* [Set exercise]: From the line with "Practice. Identify the distant mountain" through the final line, please write out the listing exactly, including both of those lines.

* [Working data]:
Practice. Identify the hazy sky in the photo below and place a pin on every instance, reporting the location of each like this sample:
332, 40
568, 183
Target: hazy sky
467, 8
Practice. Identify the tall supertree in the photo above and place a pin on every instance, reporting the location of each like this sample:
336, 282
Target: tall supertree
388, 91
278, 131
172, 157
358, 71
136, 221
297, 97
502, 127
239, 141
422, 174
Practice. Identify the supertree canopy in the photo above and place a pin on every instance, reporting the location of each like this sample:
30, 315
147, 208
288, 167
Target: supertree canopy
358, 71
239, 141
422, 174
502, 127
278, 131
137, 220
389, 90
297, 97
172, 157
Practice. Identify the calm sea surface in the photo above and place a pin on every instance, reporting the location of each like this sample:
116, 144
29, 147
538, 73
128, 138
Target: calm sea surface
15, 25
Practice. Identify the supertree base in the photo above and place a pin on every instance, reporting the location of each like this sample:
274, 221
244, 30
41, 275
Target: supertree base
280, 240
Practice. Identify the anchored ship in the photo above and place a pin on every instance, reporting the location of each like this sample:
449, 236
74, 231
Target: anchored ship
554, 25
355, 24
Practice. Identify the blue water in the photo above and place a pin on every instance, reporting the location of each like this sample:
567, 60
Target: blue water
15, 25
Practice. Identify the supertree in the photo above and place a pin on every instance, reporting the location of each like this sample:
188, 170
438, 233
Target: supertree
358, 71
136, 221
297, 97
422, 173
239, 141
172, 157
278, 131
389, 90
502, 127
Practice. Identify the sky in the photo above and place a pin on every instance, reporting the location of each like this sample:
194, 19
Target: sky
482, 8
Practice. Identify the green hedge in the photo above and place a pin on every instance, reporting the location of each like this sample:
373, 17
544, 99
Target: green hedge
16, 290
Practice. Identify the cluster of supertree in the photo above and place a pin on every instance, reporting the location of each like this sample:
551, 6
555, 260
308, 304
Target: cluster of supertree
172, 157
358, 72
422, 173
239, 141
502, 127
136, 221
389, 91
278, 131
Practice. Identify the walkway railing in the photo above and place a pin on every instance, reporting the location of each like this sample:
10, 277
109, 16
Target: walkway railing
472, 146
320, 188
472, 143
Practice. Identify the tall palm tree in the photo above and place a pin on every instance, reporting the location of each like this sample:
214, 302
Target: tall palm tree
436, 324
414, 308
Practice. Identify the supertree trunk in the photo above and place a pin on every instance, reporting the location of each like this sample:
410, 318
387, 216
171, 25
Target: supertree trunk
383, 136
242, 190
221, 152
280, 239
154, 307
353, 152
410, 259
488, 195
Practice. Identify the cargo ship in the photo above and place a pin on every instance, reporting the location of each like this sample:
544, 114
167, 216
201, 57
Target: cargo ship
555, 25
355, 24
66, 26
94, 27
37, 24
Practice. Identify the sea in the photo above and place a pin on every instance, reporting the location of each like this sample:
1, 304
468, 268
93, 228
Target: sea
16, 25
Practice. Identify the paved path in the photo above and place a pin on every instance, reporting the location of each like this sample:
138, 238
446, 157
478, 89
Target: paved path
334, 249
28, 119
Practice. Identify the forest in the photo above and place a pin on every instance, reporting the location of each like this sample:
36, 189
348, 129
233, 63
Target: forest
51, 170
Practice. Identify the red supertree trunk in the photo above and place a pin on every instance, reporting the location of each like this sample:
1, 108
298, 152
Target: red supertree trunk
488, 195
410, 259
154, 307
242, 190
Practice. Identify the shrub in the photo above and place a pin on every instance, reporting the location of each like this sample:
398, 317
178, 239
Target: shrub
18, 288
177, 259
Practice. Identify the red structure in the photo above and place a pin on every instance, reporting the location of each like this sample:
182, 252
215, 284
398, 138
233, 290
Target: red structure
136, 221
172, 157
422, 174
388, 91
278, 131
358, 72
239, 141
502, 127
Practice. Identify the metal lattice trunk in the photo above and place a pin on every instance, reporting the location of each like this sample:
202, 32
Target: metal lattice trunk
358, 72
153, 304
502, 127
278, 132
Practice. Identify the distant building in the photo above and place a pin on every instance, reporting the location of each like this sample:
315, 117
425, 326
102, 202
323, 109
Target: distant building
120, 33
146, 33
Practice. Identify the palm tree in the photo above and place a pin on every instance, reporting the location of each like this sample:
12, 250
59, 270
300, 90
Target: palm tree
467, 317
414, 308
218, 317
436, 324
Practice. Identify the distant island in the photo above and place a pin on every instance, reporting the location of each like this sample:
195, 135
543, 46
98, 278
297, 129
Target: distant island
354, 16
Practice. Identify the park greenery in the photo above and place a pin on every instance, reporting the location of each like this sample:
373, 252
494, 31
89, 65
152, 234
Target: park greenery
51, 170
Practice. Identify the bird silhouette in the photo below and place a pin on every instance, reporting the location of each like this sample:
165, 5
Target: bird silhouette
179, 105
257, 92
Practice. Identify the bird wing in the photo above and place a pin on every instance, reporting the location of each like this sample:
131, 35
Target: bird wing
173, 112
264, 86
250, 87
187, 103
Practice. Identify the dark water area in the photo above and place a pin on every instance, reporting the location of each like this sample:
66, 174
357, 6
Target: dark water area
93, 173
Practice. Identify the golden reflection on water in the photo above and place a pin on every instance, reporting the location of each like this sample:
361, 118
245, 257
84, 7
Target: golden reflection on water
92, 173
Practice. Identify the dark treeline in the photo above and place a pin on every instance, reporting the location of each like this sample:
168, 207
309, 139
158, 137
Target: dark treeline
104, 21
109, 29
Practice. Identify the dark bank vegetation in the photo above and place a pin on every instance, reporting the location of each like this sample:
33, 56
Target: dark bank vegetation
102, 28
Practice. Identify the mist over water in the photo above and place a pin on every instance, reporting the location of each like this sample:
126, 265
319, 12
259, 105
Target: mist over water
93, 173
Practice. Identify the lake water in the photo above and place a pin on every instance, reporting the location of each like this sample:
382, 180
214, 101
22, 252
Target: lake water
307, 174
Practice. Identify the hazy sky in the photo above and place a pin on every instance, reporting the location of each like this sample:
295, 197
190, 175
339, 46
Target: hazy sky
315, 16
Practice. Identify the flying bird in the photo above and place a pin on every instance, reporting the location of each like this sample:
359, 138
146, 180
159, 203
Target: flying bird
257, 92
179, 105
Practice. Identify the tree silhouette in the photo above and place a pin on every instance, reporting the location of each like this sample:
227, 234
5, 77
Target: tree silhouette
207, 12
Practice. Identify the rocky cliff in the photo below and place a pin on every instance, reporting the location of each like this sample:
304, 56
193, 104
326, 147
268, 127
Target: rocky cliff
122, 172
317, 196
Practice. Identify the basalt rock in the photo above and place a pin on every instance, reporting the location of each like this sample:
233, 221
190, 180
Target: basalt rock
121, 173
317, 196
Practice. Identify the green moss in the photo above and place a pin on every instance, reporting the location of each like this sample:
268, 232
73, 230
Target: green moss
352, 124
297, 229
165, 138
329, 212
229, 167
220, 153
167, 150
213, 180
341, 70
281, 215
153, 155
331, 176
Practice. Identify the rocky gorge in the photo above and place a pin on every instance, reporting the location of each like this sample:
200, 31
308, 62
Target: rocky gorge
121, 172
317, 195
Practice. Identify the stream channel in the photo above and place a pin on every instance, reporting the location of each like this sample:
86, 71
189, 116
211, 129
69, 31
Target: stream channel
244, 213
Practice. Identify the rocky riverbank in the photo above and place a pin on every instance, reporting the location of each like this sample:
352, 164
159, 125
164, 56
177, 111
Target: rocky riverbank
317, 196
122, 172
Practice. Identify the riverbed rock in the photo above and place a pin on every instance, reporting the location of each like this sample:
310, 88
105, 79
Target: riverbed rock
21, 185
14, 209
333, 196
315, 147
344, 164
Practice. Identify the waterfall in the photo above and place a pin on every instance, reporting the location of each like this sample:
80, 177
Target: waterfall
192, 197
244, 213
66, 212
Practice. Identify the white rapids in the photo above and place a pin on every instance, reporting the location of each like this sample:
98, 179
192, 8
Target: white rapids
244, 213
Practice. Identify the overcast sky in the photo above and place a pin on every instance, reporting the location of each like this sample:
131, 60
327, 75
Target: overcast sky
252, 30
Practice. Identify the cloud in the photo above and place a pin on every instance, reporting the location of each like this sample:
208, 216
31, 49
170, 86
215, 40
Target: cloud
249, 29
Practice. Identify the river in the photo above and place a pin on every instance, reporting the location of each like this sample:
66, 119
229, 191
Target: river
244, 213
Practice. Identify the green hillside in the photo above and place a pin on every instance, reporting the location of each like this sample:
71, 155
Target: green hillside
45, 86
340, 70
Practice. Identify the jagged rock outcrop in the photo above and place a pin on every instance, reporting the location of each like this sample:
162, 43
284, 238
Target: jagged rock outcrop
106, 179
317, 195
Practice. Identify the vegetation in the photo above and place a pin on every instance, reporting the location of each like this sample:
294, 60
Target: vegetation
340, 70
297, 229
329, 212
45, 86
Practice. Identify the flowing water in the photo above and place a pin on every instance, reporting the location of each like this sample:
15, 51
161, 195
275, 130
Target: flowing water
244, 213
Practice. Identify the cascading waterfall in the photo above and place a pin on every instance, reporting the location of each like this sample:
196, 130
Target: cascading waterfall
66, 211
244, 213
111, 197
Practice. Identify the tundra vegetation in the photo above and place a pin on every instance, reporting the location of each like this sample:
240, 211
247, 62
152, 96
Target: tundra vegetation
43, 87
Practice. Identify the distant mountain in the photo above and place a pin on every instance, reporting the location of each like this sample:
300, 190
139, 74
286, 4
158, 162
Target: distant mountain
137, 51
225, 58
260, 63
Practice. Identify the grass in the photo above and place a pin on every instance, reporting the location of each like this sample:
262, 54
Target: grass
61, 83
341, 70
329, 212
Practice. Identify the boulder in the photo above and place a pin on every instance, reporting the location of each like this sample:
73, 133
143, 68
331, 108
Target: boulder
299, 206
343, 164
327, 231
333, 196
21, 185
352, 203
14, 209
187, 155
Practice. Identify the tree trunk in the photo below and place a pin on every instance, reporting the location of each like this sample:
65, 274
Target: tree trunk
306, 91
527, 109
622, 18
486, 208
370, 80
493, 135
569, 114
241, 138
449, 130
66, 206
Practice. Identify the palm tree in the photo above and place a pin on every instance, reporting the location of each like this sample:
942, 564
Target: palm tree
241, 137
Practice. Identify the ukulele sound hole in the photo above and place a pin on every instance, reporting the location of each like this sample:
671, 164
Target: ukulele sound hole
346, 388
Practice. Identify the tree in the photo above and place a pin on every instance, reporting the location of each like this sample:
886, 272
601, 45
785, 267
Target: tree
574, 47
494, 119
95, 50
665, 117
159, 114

* [The output]:
Practice. Identify the distant mountain in the photo above and place a pin on every instance, reporting the location of each like this sample:
300, 190
139, 74
286, 4
158, 162
Target: distant mountain
137, 51
225, 58
260, 63
Practice. Identify the grass in the photo above and place a pin on every instance, reporting the location of each like this sample:
262, 54
Target: grass
61, 83
341, 70
329, 212
Practice. Identify the boulder in the photo above and place a pin on every instance, reporting the location of each like this sample:
73, 133
143, 68
331, 108
Target: boulder
299, 206
343, 164
327, 231
333, 196
21, 185
352, 203
14, 209
187, 155
Practice. Identify the tree trunk in the photo below and place a pin on every instance, reporting the location of each like this sample:
65, 274
Target: tree trunk
306, 91
527, 109
622, 18
486, 208
370, 80
493, 135
569, 114
241, 138
449, 130
66, 206
Practice. Identify the palm tree in the photo above and place a pin on every instance, reporting the location of each like this sample:
942, 564
Target: palm tree
241, 137
Practice. Identify the ukulele sound hole in the photo above and place a pin on every instance, reporting the location of each like this sample:
671, 164
Target: ukulele sound hole
346, 388
Practice. Identify the tree in the photo above and place a pin on every instance, reporting the location of each like this sample:
886, 272
601, 45
785, 267
Target: tree
574, 47
494, 119
95, 50
665, 117
159, 114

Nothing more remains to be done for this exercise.